Written request —
Update the lines from the one containing "Segment every instance of the green sign" through the one containing "143 143 L 145" by replacing "green sign on post" with "green street sign", and give back only those lines with nothing else changed.

Supplied information —
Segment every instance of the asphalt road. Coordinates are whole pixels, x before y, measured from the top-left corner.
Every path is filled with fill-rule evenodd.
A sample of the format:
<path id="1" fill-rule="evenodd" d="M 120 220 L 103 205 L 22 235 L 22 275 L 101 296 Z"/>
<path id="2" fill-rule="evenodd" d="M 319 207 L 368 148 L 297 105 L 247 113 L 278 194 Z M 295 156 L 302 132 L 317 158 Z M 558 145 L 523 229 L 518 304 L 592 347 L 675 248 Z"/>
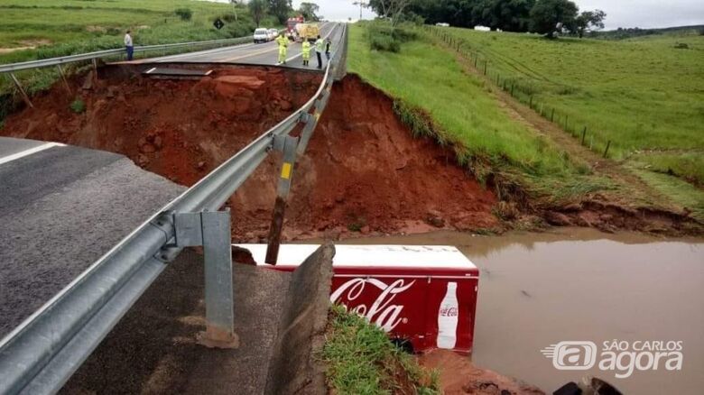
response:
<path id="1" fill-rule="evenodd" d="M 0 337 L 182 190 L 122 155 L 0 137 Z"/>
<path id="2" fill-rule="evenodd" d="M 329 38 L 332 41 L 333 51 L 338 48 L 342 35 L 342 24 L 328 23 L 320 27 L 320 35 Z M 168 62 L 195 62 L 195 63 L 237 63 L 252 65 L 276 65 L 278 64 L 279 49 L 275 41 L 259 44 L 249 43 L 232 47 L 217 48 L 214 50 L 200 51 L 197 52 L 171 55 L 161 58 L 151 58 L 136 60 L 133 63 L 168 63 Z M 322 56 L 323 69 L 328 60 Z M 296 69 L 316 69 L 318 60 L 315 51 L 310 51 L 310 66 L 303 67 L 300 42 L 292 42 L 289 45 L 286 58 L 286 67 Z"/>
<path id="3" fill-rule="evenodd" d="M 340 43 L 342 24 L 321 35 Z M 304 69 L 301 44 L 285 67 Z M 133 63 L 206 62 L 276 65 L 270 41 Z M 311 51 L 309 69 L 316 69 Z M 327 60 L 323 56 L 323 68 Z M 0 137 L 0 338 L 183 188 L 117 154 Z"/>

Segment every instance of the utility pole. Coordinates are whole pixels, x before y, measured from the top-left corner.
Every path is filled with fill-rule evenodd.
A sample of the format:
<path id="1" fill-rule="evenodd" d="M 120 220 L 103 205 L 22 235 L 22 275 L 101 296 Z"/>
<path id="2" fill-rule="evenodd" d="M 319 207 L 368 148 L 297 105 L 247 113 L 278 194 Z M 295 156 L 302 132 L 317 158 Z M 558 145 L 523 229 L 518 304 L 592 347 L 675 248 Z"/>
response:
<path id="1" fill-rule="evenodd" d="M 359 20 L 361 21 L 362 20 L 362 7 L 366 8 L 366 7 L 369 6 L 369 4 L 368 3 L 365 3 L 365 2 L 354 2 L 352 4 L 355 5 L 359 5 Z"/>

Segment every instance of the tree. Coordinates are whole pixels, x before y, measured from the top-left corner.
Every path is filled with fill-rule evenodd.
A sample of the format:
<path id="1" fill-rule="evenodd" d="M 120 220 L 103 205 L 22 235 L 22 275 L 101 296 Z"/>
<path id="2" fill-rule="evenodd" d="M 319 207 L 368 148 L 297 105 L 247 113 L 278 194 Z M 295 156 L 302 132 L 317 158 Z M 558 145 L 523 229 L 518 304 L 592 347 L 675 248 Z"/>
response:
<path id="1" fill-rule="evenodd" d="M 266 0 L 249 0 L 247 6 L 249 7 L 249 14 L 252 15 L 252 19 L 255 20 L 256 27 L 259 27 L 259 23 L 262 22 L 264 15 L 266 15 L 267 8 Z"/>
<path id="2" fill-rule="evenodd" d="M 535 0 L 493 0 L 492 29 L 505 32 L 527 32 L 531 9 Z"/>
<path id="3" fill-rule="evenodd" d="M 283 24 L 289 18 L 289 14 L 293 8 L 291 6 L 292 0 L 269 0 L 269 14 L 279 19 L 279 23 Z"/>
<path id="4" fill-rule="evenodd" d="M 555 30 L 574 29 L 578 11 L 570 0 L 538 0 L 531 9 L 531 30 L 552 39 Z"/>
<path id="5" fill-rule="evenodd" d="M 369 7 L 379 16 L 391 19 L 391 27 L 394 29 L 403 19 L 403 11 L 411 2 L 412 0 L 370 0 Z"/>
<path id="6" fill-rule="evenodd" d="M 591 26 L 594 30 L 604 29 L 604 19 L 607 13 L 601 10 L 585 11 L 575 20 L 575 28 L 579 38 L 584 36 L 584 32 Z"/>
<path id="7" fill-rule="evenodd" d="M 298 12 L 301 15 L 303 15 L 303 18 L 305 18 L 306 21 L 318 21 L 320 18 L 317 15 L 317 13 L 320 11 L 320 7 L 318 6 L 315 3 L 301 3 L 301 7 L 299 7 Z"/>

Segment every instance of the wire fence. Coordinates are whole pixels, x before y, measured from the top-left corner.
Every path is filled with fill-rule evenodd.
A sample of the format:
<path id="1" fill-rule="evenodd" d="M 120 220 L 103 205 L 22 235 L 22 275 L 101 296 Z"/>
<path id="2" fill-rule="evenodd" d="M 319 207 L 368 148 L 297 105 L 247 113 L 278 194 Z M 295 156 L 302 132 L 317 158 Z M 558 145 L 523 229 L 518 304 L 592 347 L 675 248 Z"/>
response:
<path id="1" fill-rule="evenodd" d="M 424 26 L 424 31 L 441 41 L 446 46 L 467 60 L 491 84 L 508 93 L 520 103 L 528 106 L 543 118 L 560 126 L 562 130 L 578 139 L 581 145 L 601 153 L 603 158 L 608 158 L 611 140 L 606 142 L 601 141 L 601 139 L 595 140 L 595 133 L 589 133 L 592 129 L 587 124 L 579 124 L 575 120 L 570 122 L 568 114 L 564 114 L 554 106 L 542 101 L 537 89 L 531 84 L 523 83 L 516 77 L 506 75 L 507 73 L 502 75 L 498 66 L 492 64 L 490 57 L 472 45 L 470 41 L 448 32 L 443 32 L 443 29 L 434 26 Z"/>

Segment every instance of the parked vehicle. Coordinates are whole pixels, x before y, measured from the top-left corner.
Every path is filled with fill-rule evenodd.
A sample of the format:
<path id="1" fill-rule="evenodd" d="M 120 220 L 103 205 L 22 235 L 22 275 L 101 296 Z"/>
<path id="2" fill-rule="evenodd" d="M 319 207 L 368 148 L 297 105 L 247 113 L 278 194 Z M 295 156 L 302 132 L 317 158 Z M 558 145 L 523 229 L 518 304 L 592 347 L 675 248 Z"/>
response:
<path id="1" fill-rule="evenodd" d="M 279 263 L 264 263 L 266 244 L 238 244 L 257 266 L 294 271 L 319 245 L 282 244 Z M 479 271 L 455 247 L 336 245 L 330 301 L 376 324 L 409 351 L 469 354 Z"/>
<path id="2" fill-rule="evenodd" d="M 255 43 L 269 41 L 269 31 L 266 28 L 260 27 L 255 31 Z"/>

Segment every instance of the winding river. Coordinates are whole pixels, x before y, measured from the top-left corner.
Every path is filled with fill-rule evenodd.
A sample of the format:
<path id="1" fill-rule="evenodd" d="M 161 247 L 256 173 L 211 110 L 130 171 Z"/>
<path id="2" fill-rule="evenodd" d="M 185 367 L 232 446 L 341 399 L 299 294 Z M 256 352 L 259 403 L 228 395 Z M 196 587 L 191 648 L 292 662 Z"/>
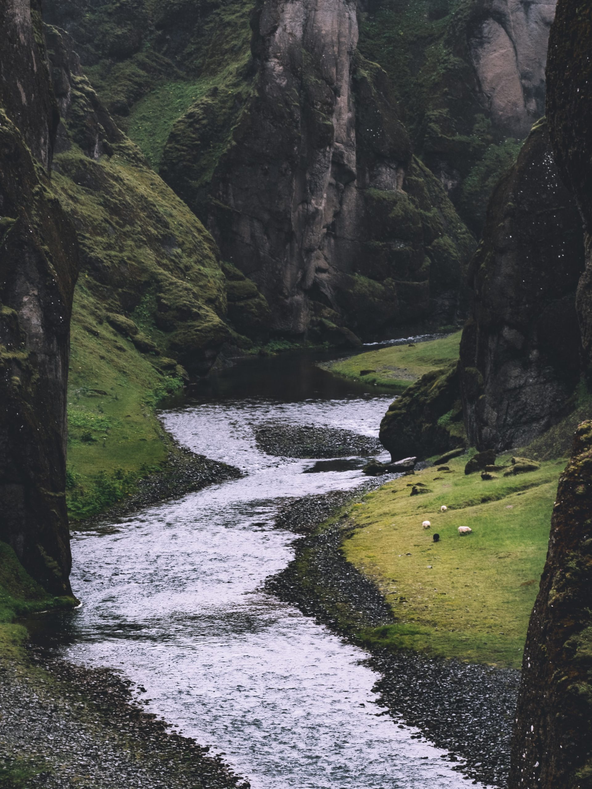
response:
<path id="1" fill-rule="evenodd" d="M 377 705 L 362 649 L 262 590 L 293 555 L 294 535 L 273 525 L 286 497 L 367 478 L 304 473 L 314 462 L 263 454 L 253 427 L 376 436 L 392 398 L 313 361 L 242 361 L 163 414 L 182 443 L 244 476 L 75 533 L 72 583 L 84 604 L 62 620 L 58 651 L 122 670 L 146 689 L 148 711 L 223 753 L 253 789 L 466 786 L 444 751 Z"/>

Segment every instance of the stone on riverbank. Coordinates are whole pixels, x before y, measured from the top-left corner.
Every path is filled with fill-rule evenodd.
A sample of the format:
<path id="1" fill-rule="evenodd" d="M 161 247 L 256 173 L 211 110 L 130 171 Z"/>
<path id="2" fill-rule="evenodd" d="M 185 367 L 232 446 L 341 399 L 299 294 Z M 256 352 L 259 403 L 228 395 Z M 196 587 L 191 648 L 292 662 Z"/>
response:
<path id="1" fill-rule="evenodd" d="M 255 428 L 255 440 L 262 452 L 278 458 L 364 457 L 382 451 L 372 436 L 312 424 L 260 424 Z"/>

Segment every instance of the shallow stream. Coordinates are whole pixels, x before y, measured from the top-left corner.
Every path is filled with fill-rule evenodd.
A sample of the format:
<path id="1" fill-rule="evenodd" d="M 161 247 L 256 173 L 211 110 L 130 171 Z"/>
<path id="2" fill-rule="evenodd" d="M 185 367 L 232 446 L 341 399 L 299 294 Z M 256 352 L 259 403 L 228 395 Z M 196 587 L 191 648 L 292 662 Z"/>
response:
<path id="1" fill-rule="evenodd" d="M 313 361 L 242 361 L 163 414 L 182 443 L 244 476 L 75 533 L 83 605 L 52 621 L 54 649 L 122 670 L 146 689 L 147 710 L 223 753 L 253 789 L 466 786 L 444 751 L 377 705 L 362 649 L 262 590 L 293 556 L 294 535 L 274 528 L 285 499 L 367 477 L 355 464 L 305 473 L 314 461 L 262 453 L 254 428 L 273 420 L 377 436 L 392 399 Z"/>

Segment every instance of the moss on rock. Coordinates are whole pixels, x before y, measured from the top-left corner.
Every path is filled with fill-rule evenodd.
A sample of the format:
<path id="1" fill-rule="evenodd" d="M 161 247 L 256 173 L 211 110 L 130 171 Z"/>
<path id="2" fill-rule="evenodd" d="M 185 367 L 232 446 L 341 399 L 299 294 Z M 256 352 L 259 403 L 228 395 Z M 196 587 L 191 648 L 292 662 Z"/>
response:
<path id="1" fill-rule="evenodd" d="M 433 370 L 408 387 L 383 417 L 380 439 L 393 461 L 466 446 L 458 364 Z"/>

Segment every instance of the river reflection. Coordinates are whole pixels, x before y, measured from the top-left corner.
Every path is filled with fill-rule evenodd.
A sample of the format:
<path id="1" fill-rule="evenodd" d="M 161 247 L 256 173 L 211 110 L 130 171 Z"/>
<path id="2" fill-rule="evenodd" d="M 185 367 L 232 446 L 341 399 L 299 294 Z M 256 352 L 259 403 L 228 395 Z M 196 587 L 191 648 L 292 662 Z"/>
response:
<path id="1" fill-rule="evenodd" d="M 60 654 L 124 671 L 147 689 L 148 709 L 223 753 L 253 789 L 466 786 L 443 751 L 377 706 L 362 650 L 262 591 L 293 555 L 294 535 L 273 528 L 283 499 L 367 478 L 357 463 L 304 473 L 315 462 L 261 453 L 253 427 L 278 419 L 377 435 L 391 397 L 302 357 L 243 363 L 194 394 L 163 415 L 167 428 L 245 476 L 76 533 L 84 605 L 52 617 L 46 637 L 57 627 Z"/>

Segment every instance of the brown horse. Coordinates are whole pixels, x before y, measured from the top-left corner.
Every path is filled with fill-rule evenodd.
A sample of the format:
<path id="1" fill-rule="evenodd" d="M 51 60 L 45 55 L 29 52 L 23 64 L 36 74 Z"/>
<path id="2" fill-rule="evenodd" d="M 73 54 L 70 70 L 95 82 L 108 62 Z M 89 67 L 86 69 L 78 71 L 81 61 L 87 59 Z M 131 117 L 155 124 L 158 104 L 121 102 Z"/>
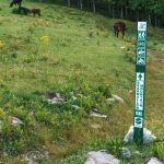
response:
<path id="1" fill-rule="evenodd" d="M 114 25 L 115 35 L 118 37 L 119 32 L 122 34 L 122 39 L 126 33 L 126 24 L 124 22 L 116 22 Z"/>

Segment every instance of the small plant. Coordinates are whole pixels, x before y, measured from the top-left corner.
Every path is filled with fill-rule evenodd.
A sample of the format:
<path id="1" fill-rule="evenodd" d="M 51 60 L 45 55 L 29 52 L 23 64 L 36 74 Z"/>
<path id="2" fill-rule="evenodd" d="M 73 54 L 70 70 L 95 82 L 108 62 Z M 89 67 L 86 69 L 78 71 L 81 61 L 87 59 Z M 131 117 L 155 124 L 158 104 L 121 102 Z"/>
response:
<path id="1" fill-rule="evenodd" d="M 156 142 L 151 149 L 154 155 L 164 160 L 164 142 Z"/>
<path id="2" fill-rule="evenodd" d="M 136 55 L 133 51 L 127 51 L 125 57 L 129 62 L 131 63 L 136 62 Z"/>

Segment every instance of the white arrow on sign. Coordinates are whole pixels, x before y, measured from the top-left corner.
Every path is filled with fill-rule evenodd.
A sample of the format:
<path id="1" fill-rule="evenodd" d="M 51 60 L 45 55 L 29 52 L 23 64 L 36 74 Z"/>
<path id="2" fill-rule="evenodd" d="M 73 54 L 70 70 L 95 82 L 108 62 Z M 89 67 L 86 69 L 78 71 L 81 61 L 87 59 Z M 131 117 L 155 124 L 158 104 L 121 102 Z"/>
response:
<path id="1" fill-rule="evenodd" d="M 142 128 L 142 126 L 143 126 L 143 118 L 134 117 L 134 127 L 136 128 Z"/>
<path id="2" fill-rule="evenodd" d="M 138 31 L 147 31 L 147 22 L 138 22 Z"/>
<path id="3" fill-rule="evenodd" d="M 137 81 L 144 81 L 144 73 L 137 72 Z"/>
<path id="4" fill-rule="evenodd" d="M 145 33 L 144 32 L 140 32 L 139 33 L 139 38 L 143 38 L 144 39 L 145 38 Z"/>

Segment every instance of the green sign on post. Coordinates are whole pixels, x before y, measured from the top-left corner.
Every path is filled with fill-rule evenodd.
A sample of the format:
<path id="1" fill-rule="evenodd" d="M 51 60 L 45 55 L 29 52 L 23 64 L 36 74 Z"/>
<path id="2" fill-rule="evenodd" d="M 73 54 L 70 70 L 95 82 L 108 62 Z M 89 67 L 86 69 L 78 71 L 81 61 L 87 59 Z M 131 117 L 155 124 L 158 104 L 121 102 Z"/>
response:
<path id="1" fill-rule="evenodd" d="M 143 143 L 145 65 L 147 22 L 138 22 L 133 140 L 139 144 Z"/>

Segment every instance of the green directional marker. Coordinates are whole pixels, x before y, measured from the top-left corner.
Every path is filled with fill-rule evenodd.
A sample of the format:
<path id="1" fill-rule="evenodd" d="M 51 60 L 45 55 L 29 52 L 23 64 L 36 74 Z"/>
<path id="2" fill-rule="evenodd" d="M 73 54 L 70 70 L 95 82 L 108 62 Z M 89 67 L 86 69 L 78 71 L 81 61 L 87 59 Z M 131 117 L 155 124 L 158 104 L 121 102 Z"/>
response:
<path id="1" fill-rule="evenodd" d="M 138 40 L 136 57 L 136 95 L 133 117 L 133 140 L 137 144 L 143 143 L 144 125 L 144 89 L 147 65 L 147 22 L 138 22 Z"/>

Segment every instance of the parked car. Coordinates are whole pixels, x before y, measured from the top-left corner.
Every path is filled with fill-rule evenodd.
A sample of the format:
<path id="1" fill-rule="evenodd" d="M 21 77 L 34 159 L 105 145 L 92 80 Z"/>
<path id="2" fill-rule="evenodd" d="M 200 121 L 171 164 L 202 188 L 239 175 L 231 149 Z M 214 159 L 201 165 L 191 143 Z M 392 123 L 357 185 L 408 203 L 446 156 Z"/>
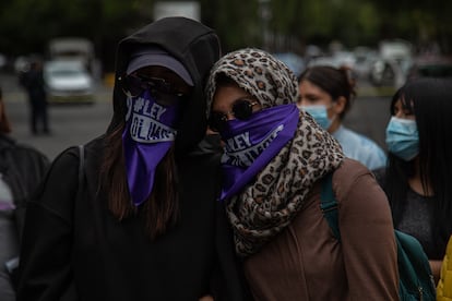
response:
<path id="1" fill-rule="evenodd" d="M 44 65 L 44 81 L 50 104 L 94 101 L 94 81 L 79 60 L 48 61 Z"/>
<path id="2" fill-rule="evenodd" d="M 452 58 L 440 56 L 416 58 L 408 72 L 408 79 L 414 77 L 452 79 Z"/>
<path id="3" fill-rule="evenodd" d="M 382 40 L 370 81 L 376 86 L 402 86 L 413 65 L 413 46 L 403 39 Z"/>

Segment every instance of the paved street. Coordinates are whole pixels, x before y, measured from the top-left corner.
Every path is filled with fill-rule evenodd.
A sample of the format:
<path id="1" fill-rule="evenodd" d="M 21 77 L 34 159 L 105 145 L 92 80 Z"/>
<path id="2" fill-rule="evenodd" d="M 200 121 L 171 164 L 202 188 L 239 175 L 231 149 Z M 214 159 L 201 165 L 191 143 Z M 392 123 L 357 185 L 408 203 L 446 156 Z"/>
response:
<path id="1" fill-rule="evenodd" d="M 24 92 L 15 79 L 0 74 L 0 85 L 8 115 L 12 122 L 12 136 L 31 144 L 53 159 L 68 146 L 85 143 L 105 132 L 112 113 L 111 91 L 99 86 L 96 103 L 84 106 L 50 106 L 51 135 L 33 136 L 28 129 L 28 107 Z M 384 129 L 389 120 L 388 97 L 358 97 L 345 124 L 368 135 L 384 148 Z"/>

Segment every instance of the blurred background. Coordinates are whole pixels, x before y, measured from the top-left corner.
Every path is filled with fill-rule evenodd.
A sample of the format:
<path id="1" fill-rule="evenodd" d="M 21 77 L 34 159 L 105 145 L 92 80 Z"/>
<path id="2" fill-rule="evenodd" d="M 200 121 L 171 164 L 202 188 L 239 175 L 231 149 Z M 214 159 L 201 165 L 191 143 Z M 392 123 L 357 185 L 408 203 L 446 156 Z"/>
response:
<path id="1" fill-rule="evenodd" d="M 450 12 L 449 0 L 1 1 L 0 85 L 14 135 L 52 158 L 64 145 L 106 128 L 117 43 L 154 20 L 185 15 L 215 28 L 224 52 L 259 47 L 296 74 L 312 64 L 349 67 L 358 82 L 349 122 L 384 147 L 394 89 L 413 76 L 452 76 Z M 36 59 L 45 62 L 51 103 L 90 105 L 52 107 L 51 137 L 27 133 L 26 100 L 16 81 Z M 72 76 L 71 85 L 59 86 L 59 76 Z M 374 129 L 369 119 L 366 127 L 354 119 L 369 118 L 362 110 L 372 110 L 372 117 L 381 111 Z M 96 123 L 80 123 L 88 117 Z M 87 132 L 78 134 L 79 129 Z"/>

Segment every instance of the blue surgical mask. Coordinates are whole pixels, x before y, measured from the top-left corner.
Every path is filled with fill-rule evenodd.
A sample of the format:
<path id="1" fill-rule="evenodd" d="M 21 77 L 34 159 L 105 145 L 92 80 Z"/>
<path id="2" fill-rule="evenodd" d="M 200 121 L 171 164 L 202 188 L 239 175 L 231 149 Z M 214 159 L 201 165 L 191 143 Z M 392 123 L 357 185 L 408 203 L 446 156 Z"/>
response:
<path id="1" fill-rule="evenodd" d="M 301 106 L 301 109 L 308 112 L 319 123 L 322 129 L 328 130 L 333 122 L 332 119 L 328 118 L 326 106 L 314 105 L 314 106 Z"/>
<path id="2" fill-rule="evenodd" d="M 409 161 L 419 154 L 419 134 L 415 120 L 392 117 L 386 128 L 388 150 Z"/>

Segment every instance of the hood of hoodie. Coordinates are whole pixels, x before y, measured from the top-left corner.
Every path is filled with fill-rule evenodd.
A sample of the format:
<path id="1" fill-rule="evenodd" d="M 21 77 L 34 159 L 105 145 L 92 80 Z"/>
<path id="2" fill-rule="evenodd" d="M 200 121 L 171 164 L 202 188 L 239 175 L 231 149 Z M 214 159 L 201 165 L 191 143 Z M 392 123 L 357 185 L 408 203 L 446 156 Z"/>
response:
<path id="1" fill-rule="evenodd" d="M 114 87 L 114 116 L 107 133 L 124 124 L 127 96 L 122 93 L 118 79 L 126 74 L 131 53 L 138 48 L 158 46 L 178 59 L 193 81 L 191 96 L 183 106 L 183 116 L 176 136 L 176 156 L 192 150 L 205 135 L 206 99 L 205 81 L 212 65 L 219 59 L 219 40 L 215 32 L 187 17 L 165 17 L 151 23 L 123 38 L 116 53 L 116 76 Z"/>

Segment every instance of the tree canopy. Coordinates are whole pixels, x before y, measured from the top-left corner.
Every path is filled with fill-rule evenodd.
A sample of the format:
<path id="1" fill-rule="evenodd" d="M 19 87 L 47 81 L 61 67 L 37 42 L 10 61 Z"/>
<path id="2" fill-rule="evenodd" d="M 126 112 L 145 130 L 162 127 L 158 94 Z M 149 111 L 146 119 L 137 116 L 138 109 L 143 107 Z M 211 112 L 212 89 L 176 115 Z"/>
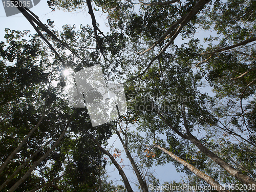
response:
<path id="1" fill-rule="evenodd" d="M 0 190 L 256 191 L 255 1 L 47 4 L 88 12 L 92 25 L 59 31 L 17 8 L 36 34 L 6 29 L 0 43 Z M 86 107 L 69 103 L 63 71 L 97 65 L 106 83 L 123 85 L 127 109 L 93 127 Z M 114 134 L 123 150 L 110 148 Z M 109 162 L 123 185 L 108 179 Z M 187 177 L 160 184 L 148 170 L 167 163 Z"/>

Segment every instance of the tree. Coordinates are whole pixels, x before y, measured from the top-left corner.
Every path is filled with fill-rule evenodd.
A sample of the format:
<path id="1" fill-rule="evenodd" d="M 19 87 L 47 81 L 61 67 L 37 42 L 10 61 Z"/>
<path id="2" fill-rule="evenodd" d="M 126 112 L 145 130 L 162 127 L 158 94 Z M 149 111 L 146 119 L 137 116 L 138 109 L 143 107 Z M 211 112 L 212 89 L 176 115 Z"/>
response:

Exercise solution —
Segment every instance of the green street sign. Coordinates are whole pixels, x before y, measured from the top-left corner.
Every path is filled with fill-rule evenodd.
A sample of the format:
<path id="1" fill-rule="evenodd" d="M 51 60 L 45 55 L 29 52 L 23 64 L 36 74 Z"/>
<path id="2" fill-rule="evenodd" d="M 73 54 L 70 70 L 95 82 L 108 62 Z M 89 67 L 86 69 L 78 71 L 81 61 L 87 59 Z M 131 117 L 155 124 L 158 104 L 121 102 Z"/>
response:
<path id="1" fill-rule="evenodd" d="M 143 143 L 145 65 L 147 22 L 138 22 L 133 140 L 139 144 Z"/>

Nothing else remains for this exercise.